=== EXERCISE DETAILS ===
Gather every line of the items below that contains the string "grassy" and copy each one.

=== RECORDS FOR PROCESSING ===
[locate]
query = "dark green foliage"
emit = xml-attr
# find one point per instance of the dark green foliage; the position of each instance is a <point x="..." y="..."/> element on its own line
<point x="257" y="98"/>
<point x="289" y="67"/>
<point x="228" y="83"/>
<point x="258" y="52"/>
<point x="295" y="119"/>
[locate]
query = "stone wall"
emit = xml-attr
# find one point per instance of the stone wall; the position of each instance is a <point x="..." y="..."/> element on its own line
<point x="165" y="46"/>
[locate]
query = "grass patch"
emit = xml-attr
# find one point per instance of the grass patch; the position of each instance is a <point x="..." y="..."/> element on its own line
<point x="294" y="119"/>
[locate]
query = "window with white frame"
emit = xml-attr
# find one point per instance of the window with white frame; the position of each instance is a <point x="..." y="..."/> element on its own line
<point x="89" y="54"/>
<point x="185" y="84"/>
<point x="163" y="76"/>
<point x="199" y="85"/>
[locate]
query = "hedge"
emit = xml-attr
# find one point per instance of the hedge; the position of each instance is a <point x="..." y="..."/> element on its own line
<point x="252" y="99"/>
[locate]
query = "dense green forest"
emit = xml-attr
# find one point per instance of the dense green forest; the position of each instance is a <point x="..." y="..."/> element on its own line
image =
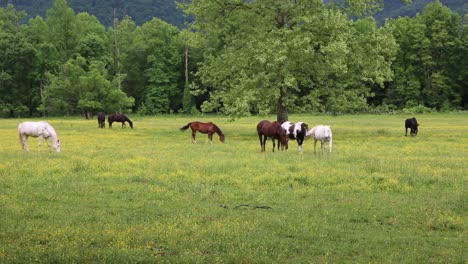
<point x="292" y="56"/>
<point x="140" y="11"/>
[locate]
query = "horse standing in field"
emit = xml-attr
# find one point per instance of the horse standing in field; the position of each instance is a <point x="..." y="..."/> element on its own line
<point x="205" y="128"/>
<point x="273" y="130"/>
<point x="322" y="133"/>
<point x="40" y="129"/>
<point x="412" y="124"/>
<point x="101" y="120"/>
<point x="296" y="131"/>
<point x="119" y="118"/>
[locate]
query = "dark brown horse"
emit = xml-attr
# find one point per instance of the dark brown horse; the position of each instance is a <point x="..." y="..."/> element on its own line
<point x="101" y="120"/>
<point x="205" y="128"/>
<point x="119" y="118"/>
<point x="273" y="130"/>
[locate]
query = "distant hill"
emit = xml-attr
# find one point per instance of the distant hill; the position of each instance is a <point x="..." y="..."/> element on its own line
<point x="141" y="11"/>
<point x="395" y="8"/>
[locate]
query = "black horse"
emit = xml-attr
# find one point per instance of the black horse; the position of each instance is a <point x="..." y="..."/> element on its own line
<point x="412" y="124"/>
<point x="119" y="118"/>
<point x="101" y="120"/>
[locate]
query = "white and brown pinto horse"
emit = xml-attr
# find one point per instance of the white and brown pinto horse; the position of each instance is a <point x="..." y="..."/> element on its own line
<point x="40" y="129"/>
<point x="296" y="131"/>
<point x="322" y="133"/>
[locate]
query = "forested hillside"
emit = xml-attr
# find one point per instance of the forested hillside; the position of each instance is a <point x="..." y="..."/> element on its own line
<point x="303" y="56"/>
<point x="396" y="8"/>
<point x="166" y="10"/>
<point x="141" y="11"/>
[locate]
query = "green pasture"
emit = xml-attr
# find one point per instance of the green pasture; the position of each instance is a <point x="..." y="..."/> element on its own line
<point x="147" y="195"/>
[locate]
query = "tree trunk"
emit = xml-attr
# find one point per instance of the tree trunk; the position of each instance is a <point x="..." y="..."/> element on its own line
<point x="282" y="111"/>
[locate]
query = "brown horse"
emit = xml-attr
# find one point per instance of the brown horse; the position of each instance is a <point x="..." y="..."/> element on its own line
<point x="101" y="120"/>
<point x="273" y="130"/>
<point x="205" y="128"/>
<point x="119" y="118"/>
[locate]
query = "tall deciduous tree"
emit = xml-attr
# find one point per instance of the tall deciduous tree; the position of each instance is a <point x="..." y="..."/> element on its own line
<point x="16" y="65"/>
<point x="267" y="52"/>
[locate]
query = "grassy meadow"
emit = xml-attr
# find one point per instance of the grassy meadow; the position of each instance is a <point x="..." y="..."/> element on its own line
<point x="147" y="195"/>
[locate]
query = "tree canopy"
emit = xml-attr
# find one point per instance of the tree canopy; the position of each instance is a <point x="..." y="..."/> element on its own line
<point x="237" y="58"/>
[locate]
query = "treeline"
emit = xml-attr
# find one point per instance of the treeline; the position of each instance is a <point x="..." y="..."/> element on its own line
<point x="299" y="57"/>
<point x="105" y="11"/>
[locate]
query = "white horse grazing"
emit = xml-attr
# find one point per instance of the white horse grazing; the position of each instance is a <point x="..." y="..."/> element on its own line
<point x="40" y="129"/>
<point x="322" y="133"/>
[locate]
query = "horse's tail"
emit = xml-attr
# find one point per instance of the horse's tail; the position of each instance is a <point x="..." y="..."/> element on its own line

=== WORKED ANSWER ===
query = "grassy meadow"
# find one point per instance of the grassy meadow; the position of each instance is a <point x="..." y="..."/> element on its own line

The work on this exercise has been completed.